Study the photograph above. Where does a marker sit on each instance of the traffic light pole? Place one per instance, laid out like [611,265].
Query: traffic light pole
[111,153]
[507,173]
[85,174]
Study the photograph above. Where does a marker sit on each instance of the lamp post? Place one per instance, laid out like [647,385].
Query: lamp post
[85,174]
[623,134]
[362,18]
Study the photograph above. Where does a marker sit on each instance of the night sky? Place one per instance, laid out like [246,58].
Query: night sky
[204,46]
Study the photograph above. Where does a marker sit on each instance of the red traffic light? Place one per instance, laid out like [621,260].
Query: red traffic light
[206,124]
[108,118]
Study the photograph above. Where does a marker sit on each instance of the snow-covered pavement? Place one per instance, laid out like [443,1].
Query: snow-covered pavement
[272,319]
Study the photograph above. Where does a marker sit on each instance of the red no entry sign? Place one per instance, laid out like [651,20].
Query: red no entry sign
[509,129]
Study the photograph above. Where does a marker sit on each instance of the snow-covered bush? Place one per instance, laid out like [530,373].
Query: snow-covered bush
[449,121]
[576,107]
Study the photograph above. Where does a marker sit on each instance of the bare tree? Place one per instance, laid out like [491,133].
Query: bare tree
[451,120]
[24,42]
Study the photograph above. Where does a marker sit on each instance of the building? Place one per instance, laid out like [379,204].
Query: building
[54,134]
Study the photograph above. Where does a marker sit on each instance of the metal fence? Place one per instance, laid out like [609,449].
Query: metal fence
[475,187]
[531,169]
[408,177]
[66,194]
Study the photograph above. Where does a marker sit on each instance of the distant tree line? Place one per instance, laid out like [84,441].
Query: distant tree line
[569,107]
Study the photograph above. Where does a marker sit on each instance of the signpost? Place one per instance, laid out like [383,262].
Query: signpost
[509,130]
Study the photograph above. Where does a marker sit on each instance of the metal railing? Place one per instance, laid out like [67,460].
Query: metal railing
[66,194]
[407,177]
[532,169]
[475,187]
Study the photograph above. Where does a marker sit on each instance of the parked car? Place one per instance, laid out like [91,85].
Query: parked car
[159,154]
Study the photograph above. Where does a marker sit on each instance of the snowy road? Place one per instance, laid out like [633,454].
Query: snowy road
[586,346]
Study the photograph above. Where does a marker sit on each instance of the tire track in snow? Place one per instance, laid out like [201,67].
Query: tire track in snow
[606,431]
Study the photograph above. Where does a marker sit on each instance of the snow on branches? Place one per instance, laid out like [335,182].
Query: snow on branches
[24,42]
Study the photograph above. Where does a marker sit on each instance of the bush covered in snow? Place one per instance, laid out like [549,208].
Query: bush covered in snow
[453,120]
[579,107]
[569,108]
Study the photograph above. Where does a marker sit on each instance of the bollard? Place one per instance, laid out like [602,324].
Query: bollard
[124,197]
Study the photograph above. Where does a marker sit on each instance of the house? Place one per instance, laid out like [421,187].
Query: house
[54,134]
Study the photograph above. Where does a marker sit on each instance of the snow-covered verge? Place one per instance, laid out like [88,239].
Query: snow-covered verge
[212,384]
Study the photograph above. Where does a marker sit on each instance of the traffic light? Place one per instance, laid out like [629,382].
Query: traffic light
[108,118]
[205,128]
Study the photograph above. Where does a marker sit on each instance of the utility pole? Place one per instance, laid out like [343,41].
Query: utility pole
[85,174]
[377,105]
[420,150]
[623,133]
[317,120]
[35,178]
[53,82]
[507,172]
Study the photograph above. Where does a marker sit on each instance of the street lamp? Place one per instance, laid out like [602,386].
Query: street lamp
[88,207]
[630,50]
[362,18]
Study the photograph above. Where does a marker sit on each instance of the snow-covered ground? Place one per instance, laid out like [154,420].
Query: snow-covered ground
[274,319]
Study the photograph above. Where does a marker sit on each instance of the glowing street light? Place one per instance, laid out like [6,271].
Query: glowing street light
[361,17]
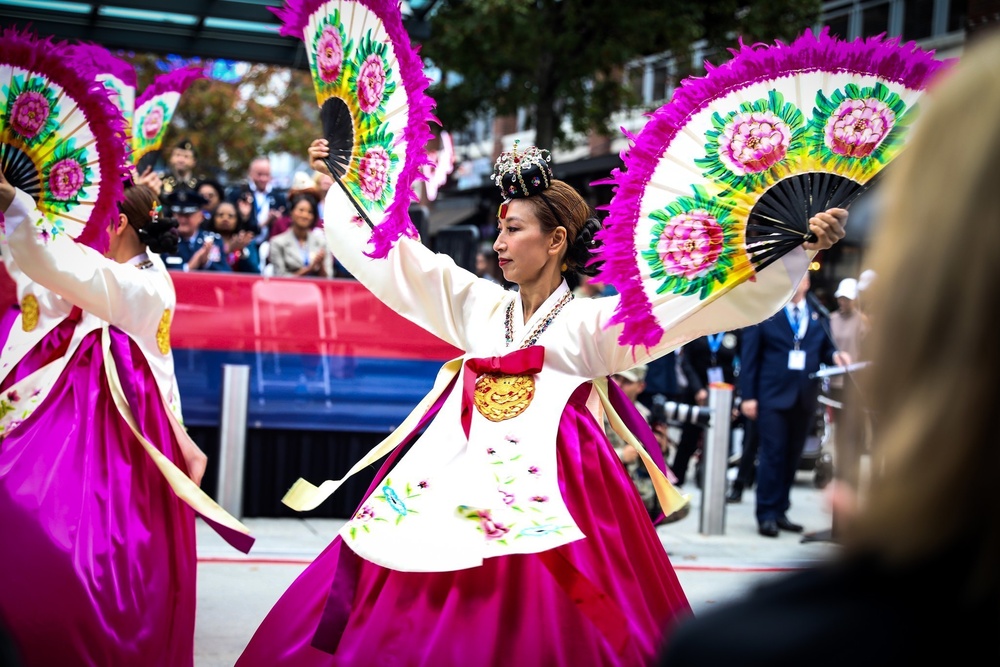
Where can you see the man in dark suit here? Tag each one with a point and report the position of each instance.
(778, 356)
(269, 203)
(198, 250)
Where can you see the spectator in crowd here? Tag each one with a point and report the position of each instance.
(198, 250)
(213, 193)
(865, 282)
(846, 323)
(302, 184)
(301, 250)
(239, 249)
(706, 360)
(180, 168)
(916, 576)
(778, 356)
(269, 204)
(848, 327)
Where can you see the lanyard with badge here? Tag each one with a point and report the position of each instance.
(715, 374)
(797, 357)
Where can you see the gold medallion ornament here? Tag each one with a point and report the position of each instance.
(163, 333)
(503, 397)
(29, 312)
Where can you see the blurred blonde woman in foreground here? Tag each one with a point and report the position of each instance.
(920, 571)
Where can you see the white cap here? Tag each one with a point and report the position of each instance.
(866, 279)
(848, 289)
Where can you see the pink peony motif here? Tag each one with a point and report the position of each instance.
(29, 113)
(857, 127)
(373, 172)
(371, 83)
(493, 530)
(329, 54)
(690, 244)
(754, 142)
(152, 123)
(65, 179)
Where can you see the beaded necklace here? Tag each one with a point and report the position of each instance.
(540, 327)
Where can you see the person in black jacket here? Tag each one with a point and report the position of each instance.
(917, 577)
(779, 355)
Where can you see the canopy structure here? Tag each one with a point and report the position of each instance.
(243, 30)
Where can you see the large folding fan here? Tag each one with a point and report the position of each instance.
(62, 140)
(370, 87)
(722, 180)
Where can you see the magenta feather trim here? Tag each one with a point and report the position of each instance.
(294, 17)
(79, 81)
(176, 81)
(906, 64)
(105, 62)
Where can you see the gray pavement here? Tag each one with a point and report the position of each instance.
(235, 592)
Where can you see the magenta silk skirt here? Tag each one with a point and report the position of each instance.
(98, 561)
(520, 610)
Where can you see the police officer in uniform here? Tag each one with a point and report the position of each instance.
(198, 249)
(181, 165)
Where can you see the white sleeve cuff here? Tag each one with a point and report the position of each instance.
(18, 211)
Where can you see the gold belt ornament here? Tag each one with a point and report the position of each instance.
(502, 397)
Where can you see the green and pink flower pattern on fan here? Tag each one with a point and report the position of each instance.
(66, 178)
(859, 124)
(370, 182)
(358, 72)
(331, 49)
(373, 79)
(747, 142)
(687, 245)
(152, 124)
(31, 110)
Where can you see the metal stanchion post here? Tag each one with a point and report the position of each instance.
(232, 437)
(716, 453)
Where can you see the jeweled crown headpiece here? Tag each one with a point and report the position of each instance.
(522, 173)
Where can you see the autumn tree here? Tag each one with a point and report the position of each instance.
(269, 109)
(565, 58)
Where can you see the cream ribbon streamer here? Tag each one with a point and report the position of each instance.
(670, 498)
(304, 496)
(181, 484)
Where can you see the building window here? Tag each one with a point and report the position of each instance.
(875, 19)
(661, 81)
(958, 14)
(918, 19)
(840, 25)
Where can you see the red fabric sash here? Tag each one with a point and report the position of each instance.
(527, 361)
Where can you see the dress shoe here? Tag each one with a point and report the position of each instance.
(784, 524)
(735, 494)
(768, 528)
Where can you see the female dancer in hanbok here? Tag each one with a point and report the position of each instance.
(98, 561)
(509, 533)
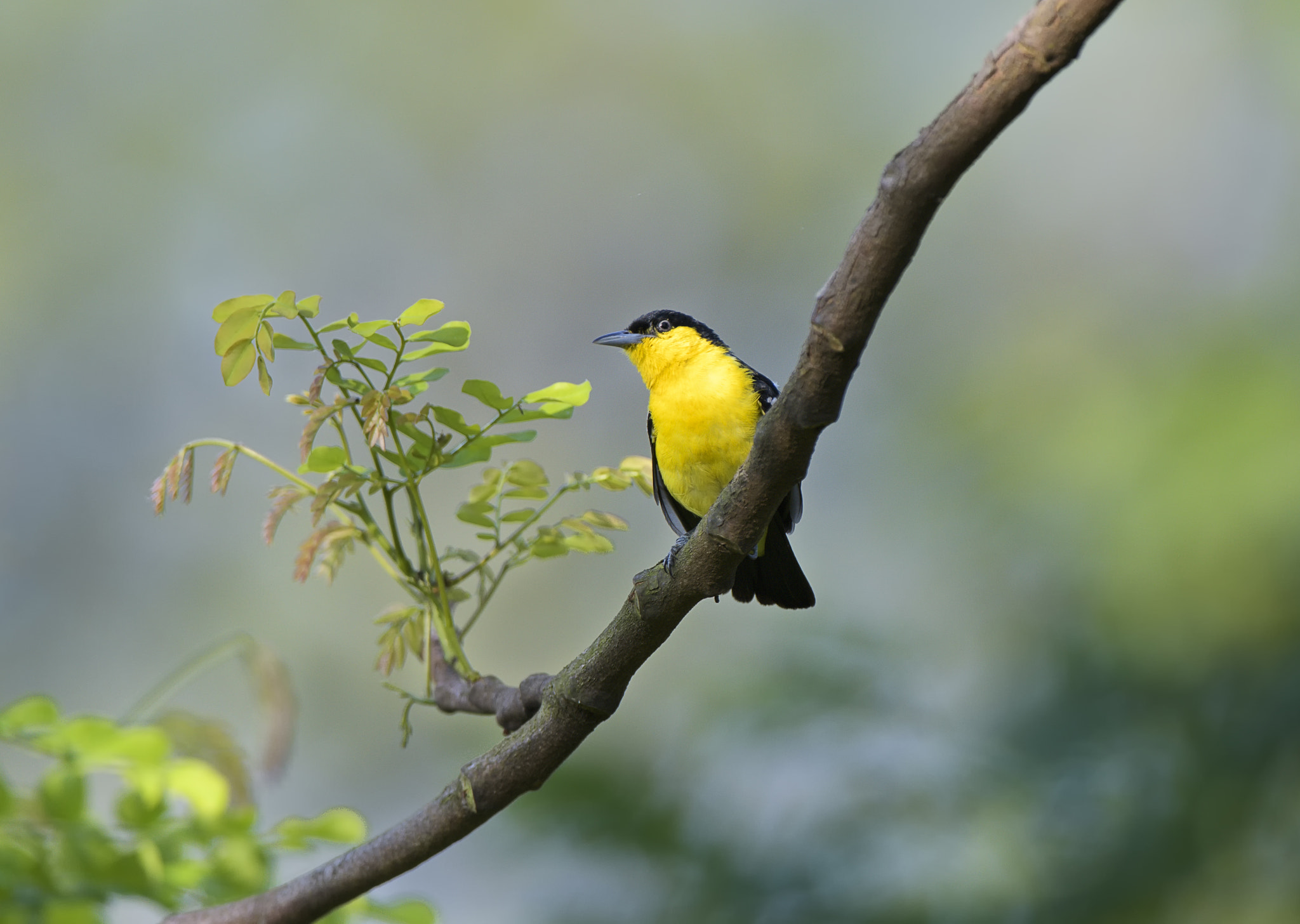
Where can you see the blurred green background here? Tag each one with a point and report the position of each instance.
(1054, 667)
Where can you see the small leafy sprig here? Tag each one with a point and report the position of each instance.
(387, 450)
(182, 829)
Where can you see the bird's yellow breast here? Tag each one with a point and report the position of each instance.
(705, 410)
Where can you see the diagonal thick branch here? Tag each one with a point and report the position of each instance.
(589, 689)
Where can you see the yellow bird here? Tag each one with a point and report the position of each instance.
(703, 407)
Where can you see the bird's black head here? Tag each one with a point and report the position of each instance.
(663, 321)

□ □ □ □ □

-- Directions --
Everything in the records above except the pictures is to be reproduced word for word.

-- Response below --
Study the photograph above. Where does a marker sit on each instance of the traffic light pole? Place one per instance, laid out like [611,265].
Query: traffic light pole
[111,153]
[507,173]
[85,174]
Study the photograph above. Where does a marker sit on each instance of the lamp post? Place one per instance, laid out like [647,385].
Query: lamp post
[85,174]
[623,134]
[362,18]
Study the photograph above. Where does a marker sit on each instance of the night sky? Place one per instance, laid out like [246,58].
Query: night sky
[204,46]
Study the photograph above. Where does a marker sit on each instance of the red traffic light? Place one per instance, laid out like [621,260].
Query: red traffic light
[206,124]
[108,118]
Study the photograph above. Where does a marker sit on each instance of the snow-covered pavement? Place one per instance, laid out like [443,1].
Query: snow-covered pavement
[272,319]
Study the photograph above. Where does a marker sit on each instance of the red no entry sign? Place one per instance, laid out like [651,20].
Query: red no entry sign
[509,129]
Study the photograph above. Where does a marker sit on each instance of the snow-covered bush? Place one per instance, laid out like [530,373].
Query: snow-covered bush
[449,121]
[576,107]
Study the photograph above. Where does a marker sit on each instance of the bare tree? Place one per instance, laid out like [491,133].
Query: bare tree
[451,120]
[24,42]
Study the photograph above. Where does a marker sit on each instance of the building? Place one per instance, laid out like [379,204].
Query: building
[54,134]
Study the photograph above. Where does a marker sit on each instance of the metal fence? Place one per instance, laid out like [609,449].
Query: metal fence
[475,187]
[531,169]
[408,177]
[66,194]
Study the photograph above. Where does a marker sit on each instance of the distant tree line? Place one per instance, laid out like [84,441].
Query: distant tree line
[569,107]
Study the photograph above. Where does a marker sit on each instance of the signpost? Place one per instance, laid out like [383,262].
Query: signpost
[509,130]
Study the photograph above. Where does a marker sit on each instance of the metal railing? Place one per instance, laid out like [67,460].
Query: metal railing
[66,194]
[407,177]
[532,169]
[475,187]
Study the photograph above. Where does a marker sit on each instance of the parked car? Place one per instance, laid out like [91,85].
Query: parked car
[159,154]
Study the photograph above. Where does a marker sit on each instance of the snowy road? Place one per instance, laid out like [633,454].
Query: snowy road
[586,346]
Study the photograph above. Where does a marker sit on each instance of the tire track in snow? Place one per instance, laid out like [201,67].
Query: tire track in snow
[606,431]
Study the photograph above. Where does a marker sit on each instance of the snow on branches? Place one per instance, laid out like [335,182].
Query: snow on branches
[24,42]
Study the photograph above. Where does a marker sit on each instance of the bush covered in snow? Place one per instance, laid out like [549,208].
Query: bush covered in snow
[453,120]
[579,107]
[569,108]
Study the photograph above. Where does a marker sit on each instance of the bollard? Place one per instance, laid out like [602,324].
Query: bollard
[124,197]
Study the photograph above. Where does a marker sit on each instance of the house? Place one per instance, laid out like [421,187].
Query: house
[54,134]
Study the photograph above. Where does a marker sit on each instance of the snow-covered verge? Place one per instance, laid out like [88,239].
Query: snow-covered verge
[212,384]
Study the photograph above. Where does a marker sit on each instance of the traffic light? Place one per instance, laid out like [629,382].
Query: traffic light
[108,118]
[205,128]
Study the photograph above. Where does a marker sit on each instance of the utility pole? Place one per instance, laid out like [343,41].
Query: utility pole
[85,174]
[377,105]
[420,150]
[623,133]
[317,120]
[35,178]
[53,82]
[507,172]
Study the photograph above. Where does a marker sit on each instance of the street lamp? Place one per instance, laid out like [602,386].
Query: street lamp
[88,207]
[630,50]
[362,18]
Study the photograph above. Where does a marker sit on each instance of the snow-covered ground? Place one per instance, laid out like [154,420].
Query: snow-covered ground
[274,319]
Study the photograph above. Where does a marker sit on each instance of the glowing street light? Place one per instance, laid out like [6,271].
Query: glowing street light
[361,17]
Where can you see the man in dark suit here? Tag each one with a point and report the position of each instance.
(778, 356)
(269, 203)
(198, 250)
Where can you see the spectator in crowd here? Tag each one with a point and report the position of each instance.
(198, 250)
(213, 193)
(865, 282)
(846, 323)
(302, 184)
(301, 250)
(239, 249)
(706, 360)
(180, 168)
(916, 576)
(778, 356)
(269, 204)
(848, 327)
Where can you see the lanyard with badge here? Tag each one with a point and report the position of each instance.
(715, 374)
(797, 357)
Where can you see the gold medallion ornament here? Tag each one with a point and report the position of each instance.
(163, 333)
(503, 397)
(29, 312)
Where can you see the blurred blonde woman in foreground here? Tag each one with a point and report the position of each instance.
(920, 571)
Where can you see the white cap here? Tag each one with a point and report the position of each instance.
(866, 279)
(848, 289)
Where can you see the pink peony motif here? Tag each one with a point and report the position of each instance.
(29, 113)
(857, 127)
(373, 172)
(371, 83)
(493, 530)
(329, 54)
(690, 244)
(754, 142)
(152, 123)
(65, 179)
Where can you see the beaded necklace here? Tag each one with a point and report the position of each instance.
(540, 327)
Where can you see the person in black jacket here? Tag each one with a point and report the position of each instance.
(917, 577)
(779, 355)
Where can you see the canopy structure here? Tag each one with a point and report the position of each instance.
(243, 30)
Where can you see the large folding fan here? Tag each one with a point and report the position of each instance.
(62, 140)
(370, 87)
(722, 180)
Where can you see the magenta feather trim here? Tag each one with a point and report the position of each instance.
(294, 17)
(79, 81)
(176, 81)
(906, 64)
(105, 62)
Where can you see the gray pavement here? Tag each one with a point and report the position of each instance.
(235, 592)
Where can you see the magenta silk skirt here? Tag each one with a point and report the position of each instance.
(98, 561)
(520, 610)
Where can you see the police officer in uniform here? Tag each one with a point and report the position of each instance.
(198, 249)
(181, 165)
Where can you see the white sleeve cuff here? Tag each one with a point and report the position of each instance.
(18, 211)
Where can you see the gold belt ornament here? Tag each one with a point and report the position of each instance.
(502, 397)
Where can you see the green and pink flower pattern on fan here? Tag each one with a point and report the position of each instance.
(66, 178)
(859, 124)
(370, 182)
(358, 72)
(331, 49)
(373, 79)
(747, 142)
(687, 245)
(152, 124)
(31, 110)
Where can you see the metal stanchion post here? Tag each one with a point and report the position of each instance.
(232, 437)
(716, 453)
Where can you see the jeweled crown headpiece here? Tag each one with a point and report the position of each instance.
(522, 173)
Where can you see the autumn tree here? Tag each one with a point and report the position of each instance.
(269, 109)
(565, 58)
Where can you see the cream ribbon streamer here? Tag each one with a point and report the position of each instance.
(670, 498)
(304, 496)
(181, 484)
Where can you see the building window here? Tag each one with a point and report the position of each instance.
(875, 19)
(661, 81)
(958, 14)
(918, 19)
(840, 25)
Where can you see the red fabric sash here? Tag each one with a point and report the position of each instance.
(527, 361)
Where can you see the dress shoe here? Tag each one with a point and report the position of each instance.
(784, 524)
(735, 494)
(768, 528)
Where can you see the female dancer in hanbok here? Tag each one with a point and report the position of each instance.
(98, 561)
(509, 533)
Where can you see the blurred green background here? Tag each one with a point and report the position of each instance.
(1054, 667)
Where can you see the small leafy sprig here? Tag each one with a point and report the position of each instance.
(387, 450)
(182, 829)
Where can you see the bird's yellow breast here? Tag each one with a point and report the position of each instance.
(705, 410)
Where can you see the diagonal thick branch here? Tag each one with a point and report the position of each instance.
(589, 689)
Where can you see the yellow bird here? Tag each one with a point and report the position of each instance.
(703, 407)
Where can you see the bird's black head here? Tag each one with a point and report the position of each instance.
(663, 321)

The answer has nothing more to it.